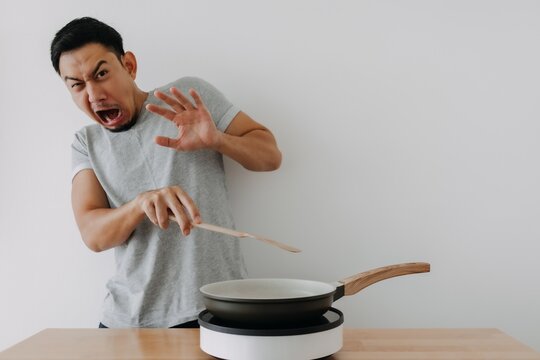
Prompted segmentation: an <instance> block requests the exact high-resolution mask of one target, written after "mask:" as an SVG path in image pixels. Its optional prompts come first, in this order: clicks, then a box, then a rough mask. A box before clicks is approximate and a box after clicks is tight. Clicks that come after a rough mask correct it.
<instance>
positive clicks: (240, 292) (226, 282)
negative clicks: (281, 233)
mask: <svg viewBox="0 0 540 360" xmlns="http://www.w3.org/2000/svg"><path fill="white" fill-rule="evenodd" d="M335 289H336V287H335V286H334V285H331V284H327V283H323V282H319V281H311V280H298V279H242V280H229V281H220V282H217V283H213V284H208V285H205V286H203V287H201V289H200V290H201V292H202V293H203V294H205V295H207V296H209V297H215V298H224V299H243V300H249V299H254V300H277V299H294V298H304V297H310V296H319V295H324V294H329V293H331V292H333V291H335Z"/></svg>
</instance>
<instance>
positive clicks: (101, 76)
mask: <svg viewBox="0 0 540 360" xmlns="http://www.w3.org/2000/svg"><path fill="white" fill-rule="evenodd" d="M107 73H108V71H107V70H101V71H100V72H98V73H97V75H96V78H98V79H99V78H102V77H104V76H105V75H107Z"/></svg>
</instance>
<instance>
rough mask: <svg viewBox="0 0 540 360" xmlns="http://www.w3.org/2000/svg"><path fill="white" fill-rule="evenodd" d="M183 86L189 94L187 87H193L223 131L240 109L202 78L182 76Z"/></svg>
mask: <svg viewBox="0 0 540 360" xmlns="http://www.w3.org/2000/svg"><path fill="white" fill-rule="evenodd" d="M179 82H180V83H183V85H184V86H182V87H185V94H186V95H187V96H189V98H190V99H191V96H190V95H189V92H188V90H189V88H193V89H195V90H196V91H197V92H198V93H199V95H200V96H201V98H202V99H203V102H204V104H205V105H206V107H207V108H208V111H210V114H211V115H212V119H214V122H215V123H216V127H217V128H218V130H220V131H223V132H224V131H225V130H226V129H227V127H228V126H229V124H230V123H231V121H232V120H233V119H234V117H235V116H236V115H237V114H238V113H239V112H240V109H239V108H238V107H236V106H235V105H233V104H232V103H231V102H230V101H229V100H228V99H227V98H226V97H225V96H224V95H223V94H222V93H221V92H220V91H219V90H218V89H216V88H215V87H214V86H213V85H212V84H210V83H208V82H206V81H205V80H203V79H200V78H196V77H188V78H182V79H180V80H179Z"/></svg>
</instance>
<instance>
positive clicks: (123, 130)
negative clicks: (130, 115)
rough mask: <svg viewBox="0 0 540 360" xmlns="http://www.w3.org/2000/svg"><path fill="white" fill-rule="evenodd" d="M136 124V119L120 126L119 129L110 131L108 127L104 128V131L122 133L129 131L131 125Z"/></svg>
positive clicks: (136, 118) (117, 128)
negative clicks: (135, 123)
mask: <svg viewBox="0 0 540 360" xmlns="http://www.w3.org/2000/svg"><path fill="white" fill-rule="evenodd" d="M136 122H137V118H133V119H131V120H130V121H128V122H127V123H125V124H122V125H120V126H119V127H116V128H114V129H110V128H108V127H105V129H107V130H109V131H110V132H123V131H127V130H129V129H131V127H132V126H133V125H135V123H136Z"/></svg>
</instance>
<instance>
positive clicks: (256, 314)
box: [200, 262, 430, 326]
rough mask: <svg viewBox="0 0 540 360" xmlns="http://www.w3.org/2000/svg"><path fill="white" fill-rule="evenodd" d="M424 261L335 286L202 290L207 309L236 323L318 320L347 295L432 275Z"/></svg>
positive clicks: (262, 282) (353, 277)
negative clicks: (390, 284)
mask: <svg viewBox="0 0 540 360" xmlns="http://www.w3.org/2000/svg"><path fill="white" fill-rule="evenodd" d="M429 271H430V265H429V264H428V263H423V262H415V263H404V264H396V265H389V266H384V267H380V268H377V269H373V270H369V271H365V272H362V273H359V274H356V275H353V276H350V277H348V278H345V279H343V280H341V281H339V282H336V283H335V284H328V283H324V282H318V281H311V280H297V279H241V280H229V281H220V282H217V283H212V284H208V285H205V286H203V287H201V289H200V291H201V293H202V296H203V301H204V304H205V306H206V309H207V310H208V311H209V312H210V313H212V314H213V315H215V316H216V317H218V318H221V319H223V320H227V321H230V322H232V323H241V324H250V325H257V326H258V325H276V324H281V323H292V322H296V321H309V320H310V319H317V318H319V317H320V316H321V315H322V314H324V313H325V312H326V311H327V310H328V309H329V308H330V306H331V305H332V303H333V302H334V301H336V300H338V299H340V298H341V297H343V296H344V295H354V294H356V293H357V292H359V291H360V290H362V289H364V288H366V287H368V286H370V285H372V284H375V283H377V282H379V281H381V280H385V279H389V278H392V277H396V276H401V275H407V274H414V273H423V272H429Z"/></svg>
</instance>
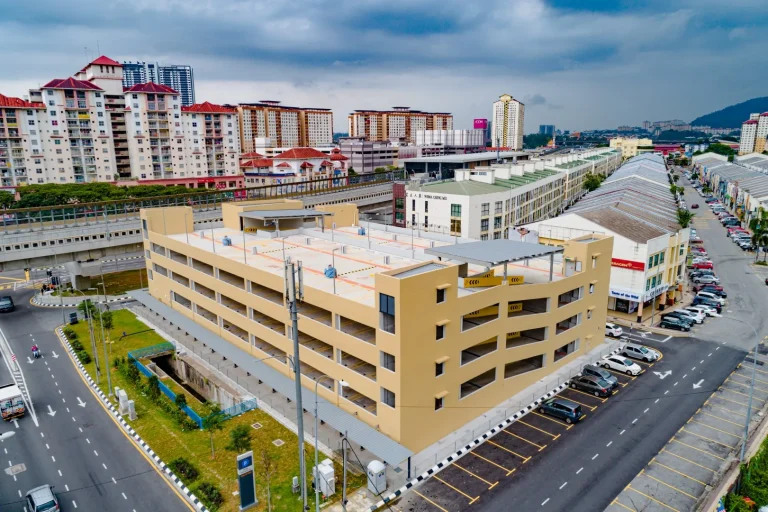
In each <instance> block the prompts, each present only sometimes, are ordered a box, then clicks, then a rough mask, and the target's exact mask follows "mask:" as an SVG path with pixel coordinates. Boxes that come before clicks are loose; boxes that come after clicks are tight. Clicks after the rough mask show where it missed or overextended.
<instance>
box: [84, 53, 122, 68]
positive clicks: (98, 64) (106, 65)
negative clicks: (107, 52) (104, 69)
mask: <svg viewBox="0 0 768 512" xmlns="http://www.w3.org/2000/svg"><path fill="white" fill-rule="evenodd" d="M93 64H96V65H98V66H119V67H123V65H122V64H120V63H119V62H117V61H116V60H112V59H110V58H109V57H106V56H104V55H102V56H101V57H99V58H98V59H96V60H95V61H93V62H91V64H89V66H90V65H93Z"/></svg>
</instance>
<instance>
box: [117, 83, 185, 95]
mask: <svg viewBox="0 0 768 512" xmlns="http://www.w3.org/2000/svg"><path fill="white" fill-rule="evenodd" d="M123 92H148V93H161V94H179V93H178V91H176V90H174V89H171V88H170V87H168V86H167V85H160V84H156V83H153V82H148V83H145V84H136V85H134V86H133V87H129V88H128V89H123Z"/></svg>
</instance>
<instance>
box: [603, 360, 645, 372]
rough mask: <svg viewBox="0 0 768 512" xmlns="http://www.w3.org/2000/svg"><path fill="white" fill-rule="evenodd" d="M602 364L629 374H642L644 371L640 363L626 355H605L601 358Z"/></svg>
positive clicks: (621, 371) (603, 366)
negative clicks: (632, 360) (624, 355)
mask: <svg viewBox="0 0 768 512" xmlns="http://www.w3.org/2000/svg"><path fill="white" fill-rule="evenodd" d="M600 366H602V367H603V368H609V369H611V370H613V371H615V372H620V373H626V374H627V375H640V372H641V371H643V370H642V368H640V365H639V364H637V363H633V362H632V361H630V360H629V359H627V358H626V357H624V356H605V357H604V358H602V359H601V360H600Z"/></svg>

### EXERCISE INSTRUCTIONS
Which lines in the items above contain the string "that"? Copy out each of them in full.

### EXERCISE OUTPUT
Prompted segmentation: an <instance> block requests the exact high-resolution mask of one target, written after "mask:" as an SVG path in image pixels. Its optional prompts come first, in this order: clicks, then a box, then a rough mask. A box before clicks is approximate and a box after clicks is tight. Clicks that come after a rough mask correct it.
In each <instance> block the prompts, each present only sometimes, are ordered a box, then clicks, then a rough mask, and the target's exact mask follows "mask:" as an SVG path with pixel coordinates. Boxes that come before clicks are loose; boxes that come after clicks are tight. Clicks after the rough mask show where it missed or overextended.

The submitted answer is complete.